スーパーの棚からお米がなくなる。これは見かけの在庫がなくなったということ。
瞬間的に需要が供給を勝ったことで起きる現象なんだと思う。
冷静になって考えれば分かるよね。
いつも5キロ買う人がその3倍も5倍も買えば見かけ上はなくなるよね。供給が間に合わないからだ。

 

じゃあなぜ供給が間に合わなくなるのかな。
現代のビジネスではできるだけ在庫を持たないことが経営上の美徳とされているよね。
しかも賞味期限や消費期限など商品管理上、余計に在庫は持ちたくない。
お米の場合は精米年月日をできるだけ古くさせたくない。
だから注文も細かく出して少量で何度も配送することでそれらの問題を解決している。
コンビニエンスストアが一日に何度も配送している光景を見れば分かるよね。
厳密に管理し計算されて出された予想の数字以上は仕入れしないわけ。
それにあわせて製造工場の規模や配送車の台数、人員が無駄のないように配置されている。

課題内容 A:
お米の品薄についての文章で、お米の場合にできるだけ古くさせたくないとされているものは何か。
課題内容 B:
お米の品薄についての文章を、最後の文の後から書き継いでください。

抽出データ:
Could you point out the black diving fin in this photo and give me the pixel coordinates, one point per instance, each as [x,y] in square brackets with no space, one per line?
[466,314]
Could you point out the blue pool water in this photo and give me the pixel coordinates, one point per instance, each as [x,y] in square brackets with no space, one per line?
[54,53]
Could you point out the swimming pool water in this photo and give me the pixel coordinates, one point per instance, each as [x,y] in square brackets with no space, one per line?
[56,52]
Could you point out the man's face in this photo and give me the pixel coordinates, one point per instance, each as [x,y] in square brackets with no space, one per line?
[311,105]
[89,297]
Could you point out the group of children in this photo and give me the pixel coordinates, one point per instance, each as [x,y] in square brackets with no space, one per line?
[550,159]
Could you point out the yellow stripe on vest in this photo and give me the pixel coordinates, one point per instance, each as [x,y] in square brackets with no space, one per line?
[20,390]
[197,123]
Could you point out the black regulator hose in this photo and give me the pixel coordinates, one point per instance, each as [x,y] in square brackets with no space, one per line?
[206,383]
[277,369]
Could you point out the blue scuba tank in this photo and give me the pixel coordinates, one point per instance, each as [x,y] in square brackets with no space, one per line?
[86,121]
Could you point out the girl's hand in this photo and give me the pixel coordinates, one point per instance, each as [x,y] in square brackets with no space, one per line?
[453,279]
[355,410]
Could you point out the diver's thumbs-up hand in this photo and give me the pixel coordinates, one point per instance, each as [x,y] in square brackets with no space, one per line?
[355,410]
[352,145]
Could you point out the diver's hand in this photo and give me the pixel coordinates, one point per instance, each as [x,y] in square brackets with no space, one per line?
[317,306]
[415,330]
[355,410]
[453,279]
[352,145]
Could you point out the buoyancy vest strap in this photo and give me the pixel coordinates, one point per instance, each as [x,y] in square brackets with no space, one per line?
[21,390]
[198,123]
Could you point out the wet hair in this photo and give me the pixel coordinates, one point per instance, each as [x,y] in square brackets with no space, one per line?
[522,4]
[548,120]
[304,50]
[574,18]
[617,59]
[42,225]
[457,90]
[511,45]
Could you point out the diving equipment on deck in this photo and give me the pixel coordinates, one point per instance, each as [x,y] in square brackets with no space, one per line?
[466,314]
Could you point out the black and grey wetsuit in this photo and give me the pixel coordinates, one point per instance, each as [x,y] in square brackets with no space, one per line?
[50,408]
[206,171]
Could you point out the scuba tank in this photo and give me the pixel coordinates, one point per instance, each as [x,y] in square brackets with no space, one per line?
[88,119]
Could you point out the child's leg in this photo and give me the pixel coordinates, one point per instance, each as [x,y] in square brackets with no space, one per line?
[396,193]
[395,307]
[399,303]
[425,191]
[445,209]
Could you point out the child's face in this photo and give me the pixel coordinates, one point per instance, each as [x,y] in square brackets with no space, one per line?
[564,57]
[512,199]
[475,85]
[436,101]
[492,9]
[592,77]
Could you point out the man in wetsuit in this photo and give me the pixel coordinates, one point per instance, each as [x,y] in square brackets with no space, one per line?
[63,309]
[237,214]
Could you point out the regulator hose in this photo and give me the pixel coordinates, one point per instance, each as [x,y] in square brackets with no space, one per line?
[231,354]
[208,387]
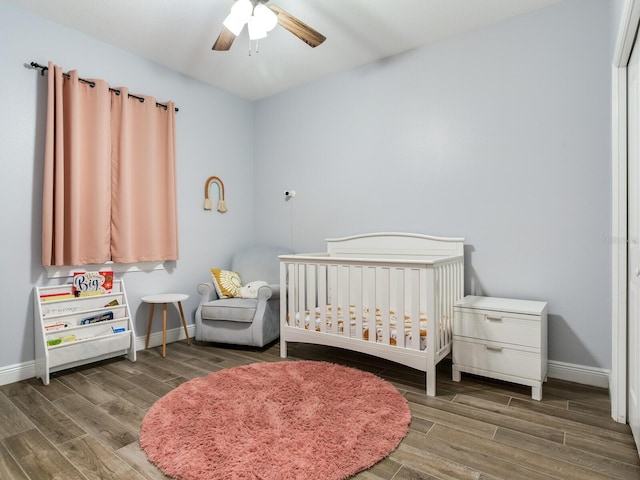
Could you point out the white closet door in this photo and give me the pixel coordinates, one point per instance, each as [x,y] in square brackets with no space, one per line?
[633,246]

解答例 A:
精米年月日。

解答例 B:
ただしそれらは流通ネットワークが健全だからこそ機能する仕組みなんだよね。
だからそのネットワークのどこかでショートやイレギュラーが発生するととたんに機能しなくなるんだと思うわけ。

 

で、お米屋さん。例えばアンコメの場合はどうなってるかと説明してみるよ。
アンコメはいつでもある程度の在庫を持って商ってる。
通常の販売消費されるスピードでだいたい3ヶ月〜4ヶ月分。
低温倉庫と呼んでいる温度と湿度を管理している倉庫にお米をストックしているんだ。
獲れ秋に一年分買って倉庫に入れてしまうお米もあれば、
産地の倉庫に留め置いて倉庫に空きだできたら送ってもらうこともある。
お金を先に払って地元の倉庫に預かってもらっておくこともある。
まあお米の種類によって様々なんだけど基本的には自分の力で在庫を持つように努めている。

 

なぜそんなことしているかと云えば、お米は穀物であるから。
お米という穀物は美味しい米、そうでない米、品質や栽培方法、価格も加味すると様々なんだよ。
だから気に入ったお米があればそれをできる限り長い間販売したい。
なぜならそれが専門店であるし、アンコメのプライドだから。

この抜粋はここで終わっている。